───── Extract to read ─────

Original Victorian Terrace in Church Street March 2007
Original Victorian Terrace in Church Street March 2007

Landscape

Slip End, close to the Chiltern Hills, stands at a much higher elevation than much of Bedfordshire. The north-west end of Front Street stands about 538 feet above sea level and the south-east end about 549 feet. The church is about 520 feet above sea-level.

The underlying geology is of a type known, rather enigmatically, as Lambeth Group. It comprises clay, silt and sand and was laid down as recently as 55 to 65 million years ago in the swamps, estuaries and deltas of the Palaeogene Period. The soil is clay with flints formed up to 5 million years ago in the Quarternary and Neogene Periods.

Slip End sign March 2007
Slip End sign March 2007

Name

The name probably comes from the Old English slyppe meaning slimy or muddy. Thus Slip End was the muddy end of Caddington. Given the clay soil this would make a certain amount of sense.

The Village Hall September 2012
The Village Hall September 2012

Administrative History

Slip End is a very recent development. The land formed part of the ancient parish of Caddington. This parish was split between Bedfordshire and Hertfordshire until 1897 but Slip End was always in the Bedfordshire portion. The settlement at Slip End began only in the 1850s and 1860s beside a road, Front Street, laid out at the inclosure of Caddington in 1800. All the houses were built of locally made brick. Only thirty years after it began Slip End was the single largest settlement in Caddington parish, other than Markyate, which was soon to be transferred to Hertfordshire.

In recognition of the size of Slip End the civil parish of Caddington was known as Caddington & Slip End On 10th October 2000 Slip End was created a separate civil parish incorporating the hamlets of Pepperstock (which had been brought into Bedfordshire from Hertfordshire in 1965) and Woodside.

In 1878 a mission church was built by the Church of England at Slip End to serve the growing population. was built in 1889. In 1892 the new church became the centre of a new ecclesiastical parish which, curiously, was called Woodside rather then Slip End despite the fact that the church is much closer to the latter settlement than the former.

The Rising Sun March 2007
The Rising Sun March 2007

Population

In 2001 1,974 people were recorded by the census as living in the parish of Slip End and in 2011 it was 1,831.

─────

→ **Work to complete**:
1/ Duplicate the stretch of the Slip End history from "In recognition of" through "1965) and Woodside.".
2/ Translate this sentence from the Slip End history into Spanish: "All the houses were built of locally made brick."

───── Dataset extract ─────

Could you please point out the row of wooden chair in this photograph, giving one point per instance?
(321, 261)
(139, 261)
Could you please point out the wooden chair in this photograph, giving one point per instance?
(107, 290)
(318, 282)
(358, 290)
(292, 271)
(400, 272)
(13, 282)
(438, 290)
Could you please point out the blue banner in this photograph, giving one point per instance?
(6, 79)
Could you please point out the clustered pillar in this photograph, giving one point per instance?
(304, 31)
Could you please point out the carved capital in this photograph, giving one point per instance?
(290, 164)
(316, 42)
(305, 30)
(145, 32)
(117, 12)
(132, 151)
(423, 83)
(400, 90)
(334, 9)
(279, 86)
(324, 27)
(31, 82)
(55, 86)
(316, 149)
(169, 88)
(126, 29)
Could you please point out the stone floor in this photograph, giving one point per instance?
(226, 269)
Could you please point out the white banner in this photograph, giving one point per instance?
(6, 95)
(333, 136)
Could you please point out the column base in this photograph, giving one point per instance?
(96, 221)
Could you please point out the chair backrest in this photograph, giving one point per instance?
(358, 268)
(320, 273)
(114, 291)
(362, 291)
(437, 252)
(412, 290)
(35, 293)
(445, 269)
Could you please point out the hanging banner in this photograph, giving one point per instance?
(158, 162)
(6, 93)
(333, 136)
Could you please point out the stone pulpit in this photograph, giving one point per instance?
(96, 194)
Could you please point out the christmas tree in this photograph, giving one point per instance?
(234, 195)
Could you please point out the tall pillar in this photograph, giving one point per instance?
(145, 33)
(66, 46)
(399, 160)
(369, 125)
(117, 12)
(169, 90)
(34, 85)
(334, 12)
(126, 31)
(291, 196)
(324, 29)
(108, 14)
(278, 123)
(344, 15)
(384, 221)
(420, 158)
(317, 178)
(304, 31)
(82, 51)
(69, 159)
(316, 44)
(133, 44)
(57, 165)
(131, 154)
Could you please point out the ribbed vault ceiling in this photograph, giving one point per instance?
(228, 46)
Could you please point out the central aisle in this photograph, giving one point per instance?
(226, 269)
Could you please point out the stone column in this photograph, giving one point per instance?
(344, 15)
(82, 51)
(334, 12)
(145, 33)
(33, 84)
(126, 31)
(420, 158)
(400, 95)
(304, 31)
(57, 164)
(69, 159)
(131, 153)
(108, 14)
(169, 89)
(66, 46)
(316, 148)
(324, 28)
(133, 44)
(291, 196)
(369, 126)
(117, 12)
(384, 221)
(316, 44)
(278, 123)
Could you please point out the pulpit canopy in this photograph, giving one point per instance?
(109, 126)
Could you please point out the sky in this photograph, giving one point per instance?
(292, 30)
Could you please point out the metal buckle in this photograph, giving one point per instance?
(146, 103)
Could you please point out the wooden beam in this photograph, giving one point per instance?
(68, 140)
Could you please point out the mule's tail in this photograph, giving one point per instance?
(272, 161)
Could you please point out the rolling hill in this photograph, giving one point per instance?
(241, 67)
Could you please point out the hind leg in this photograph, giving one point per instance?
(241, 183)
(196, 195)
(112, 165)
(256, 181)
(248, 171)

─────

→ **Answers**:
1/
In recognition of the size of Slip End the civil parish of Caddington was known as Caddington & Slip End On 10th October 2000 Slip End was created a separate civil parish incorporating the hamlets of Pepperstock (which had been brought into Bedfordshire from Hertfordshire in 1965) and Woodside.

2/ Todas las casas se construyeron con ladrillo de fabricación local.